_TEXT SECTION_.
↓↓↓

Monday, April 5, 2010

Hip Hop Is Not Dead, Just Diseased!






































It is not a coincidence that the music industry is in a death roll, and choking on it's own puke. The RIAA wants to blame it all on piracy, counterfeiting and bootlegging. I do agree that a large part of the problem is piracy, but part of the problem lies within the infrastructure of the greedy major distribution companies that have pushed, fought and tied the hands of the interconnected companies to the business, the fake promotional companies that saw a means to earn "easy money" off of no good music, and music software companies that have made it much easier for these artists to record music that would have been totally ignored years ago. Their insane pursuit of profit has inspired the current business models out there, and the state of the business that promotes bad music only to stay afloat within their own individual businesses. The age of technology has placed the "physical" domain against the ropes and the "digital" domain has began to take over all sectors of the business, from radio airplay, to sales, to advertising, to recording. Just this year alone, digital sales will go beyond physical sales for the first time in the history of the music industry. Now the major distributors to keep up with faltering physical sales, want to lower the retail price of a cd, when they were the cause of raising prices in the first place.

↑↑↑

_PARTS OF THE EXERCISE_.
A - Answer these questions from the music industry post:
(i) Who wants to blame the industry's troubles on piracy, counterfeiting and bootlegging?
(ii) What does the post say digital sales will do this year?
(iii) What do the major distributors want to lower?
B - Do these statements agree with the music industry post? Answer yes or no for each and quote the words that settle it.
(i) The writer denies that piracy is any part of the problem.
(ii) The post says the major distributors caused prices to rise in the first place.
(iii) According to the post, music software companies have made recording harder for artists.
C - Carry on the music industry post from the end of its last sentence.

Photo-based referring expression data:
↓↓↓

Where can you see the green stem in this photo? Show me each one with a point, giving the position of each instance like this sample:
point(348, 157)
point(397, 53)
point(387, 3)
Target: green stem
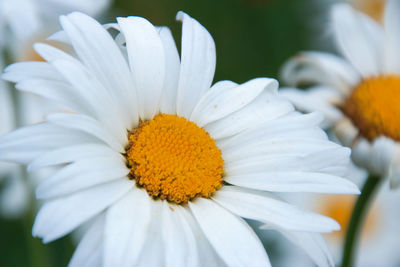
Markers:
point(357, 218)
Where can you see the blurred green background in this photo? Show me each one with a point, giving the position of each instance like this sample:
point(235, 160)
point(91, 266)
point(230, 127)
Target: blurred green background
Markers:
point(253, 38)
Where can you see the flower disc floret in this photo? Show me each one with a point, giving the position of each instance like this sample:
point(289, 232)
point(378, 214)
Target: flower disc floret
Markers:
point(374, 107)
point(174, 159)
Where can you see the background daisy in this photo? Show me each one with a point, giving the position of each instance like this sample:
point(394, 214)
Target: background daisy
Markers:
point(357, 94)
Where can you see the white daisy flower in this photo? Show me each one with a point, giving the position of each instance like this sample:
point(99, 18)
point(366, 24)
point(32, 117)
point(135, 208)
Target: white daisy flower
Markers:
point(164, 163)
point(24, 18)
point(359, 94)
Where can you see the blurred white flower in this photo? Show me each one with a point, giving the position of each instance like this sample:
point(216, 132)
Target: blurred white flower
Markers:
point(168, 189)
point(13, 193)
point(22, 19)
point(379, 240)
point(359, 95)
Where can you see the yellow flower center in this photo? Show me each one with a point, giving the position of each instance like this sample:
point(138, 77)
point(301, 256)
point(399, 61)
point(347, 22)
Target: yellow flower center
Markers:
point(373, 8)
point(174, 159)
point(374, 107)
point(339, 208)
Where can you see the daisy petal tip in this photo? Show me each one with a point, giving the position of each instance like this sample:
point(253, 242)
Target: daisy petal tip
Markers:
point(180, 15)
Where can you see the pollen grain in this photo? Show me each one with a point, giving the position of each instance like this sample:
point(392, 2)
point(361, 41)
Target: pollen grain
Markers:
point(174, 159)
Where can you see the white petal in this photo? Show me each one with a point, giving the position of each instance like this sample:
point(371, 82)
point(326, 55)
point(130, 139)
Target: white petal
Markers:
point(198, 61)
point(57, 92)
point(227, 233)
point(7, 115)
point(71, 154)
point(20, 71)
point(264, 207)
point(147, 62)
point(14, 194)
point(89, 251)
point(359, 39)
point(322, 161)
point(91, 126)
point(382, 154)
point(322, 99)
point(27, 143)
point(126, 229)
point(153, 252)
point(58, 217)
point(100, 54)
point(207, 254)
point(394, 172)
point(295, 181)
point(392, 36)
point(50, 53)
point(346, 132)
point(276, 146)
point(178, 239)
point(172, 67)
point(218, 103)
point(281, 127)
point(267, 106)
point(82, 174)
point(313, 244)
point(106, 109)
point(320, 68)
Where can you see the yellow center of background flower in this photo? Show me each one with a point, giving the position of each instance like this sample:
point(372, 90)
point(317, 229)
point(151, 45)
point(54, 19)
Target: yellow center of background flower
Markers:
point(374, 107)
point(339, 208)
point(373, 8)
point(174, 159)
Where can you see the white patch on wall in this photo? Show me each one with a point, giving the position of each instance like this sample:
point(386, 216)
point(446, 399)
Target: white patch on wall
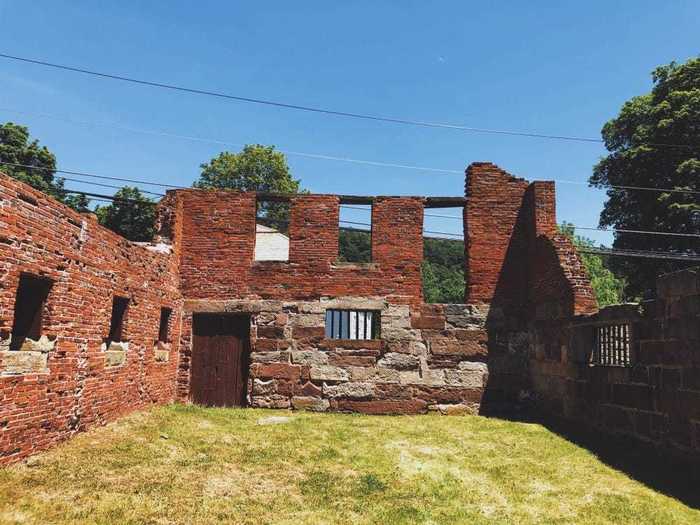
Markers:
point(270, 244)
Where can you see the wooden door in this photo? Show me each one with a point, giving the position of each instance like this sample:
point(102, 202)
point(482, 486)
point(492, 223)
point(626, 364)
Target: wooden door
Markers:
point(220, 353)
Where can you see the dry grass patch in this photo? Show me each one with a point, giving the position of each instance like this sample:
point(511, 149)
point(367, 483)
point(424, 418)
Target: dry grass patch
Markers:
point(185, 464)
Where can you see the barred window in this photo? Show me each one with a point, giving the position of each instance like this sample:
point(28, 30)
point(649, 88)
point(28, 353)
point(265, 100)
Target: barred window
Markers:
point(612, 345)
point(352, 324)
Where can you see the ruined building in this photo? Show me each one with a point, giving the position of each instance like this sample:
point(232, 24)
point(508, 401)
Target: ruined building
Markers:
point(93, 326)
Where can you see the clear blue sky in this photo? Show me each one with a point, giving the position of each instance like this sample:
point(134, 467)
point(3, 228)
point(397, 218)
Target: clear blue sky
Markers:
point(552, 67)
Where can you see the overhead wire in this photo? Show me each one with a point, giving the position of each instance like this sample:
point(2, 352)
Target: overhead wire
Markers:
point(351, 207)
point(312, 109)
point(339, 159)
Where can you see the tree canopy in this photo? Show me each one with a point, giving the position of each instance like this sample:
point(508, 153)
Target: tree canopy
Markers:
point(654, 143)
point(131, 215)
point(255, 168)
point(25, 160)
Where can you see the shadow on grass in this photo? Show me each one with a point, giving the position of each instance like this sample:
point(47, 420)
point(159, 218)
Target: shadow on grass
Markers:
point(663, 472)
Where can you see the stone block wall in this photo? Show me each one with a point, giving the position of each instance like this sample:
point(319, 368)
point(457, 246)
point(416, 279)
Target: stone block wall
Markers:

↑↑↑

_ANSWERS BY TASK_.
A -
(i) The RIAA.
(ii) They will go beyond physical sales for the first time in the history of the music industry.
(iii) The retail price of a cd.

B -
(i) No: "I do agree that a large part of the problem is piracy"
(ii) Yes: "when they were the cause of raising prices in the first place"
(iii) No: "music software companies that have made it much easier for these artists to record music"

C -
There are more garbage rappers in the business today that believe they are "next", because they have a high play count on their My Space players, a huge following on Twitter, Face Book, and numerous other social networking sites, and the misconception that if they throw a million mixtapes out there, of other artists original or sampled (mostly not licensed) music tracks, that it will all spell S.U.C.C.E.S.S. Sorry, but all this not a rapper it makes! Just because your homies or your neighbors kids told you that you were tight, does not make you have talent. There is too much garbage out there! The same lines, the same hoe this, bitch this, trap this, floss this, swag this, bang this, fly this, fly that, auto tune gangsters! So before you knock me or this article, I've put in the work in 17 years of working at a major music distributor to know not only the infrastructure of the business, and as a buyer at this distributor, was bombarded weekly with tons of no good music from artists that couldn't even put a proper promotional package together, with a "one sheet', or any other pertinent information except they performed at a local show a million times.

A&R reps are not even considering those artists with a high count on their players, unless they have other music that has not been "burned out"! Ask around if you don't believe me.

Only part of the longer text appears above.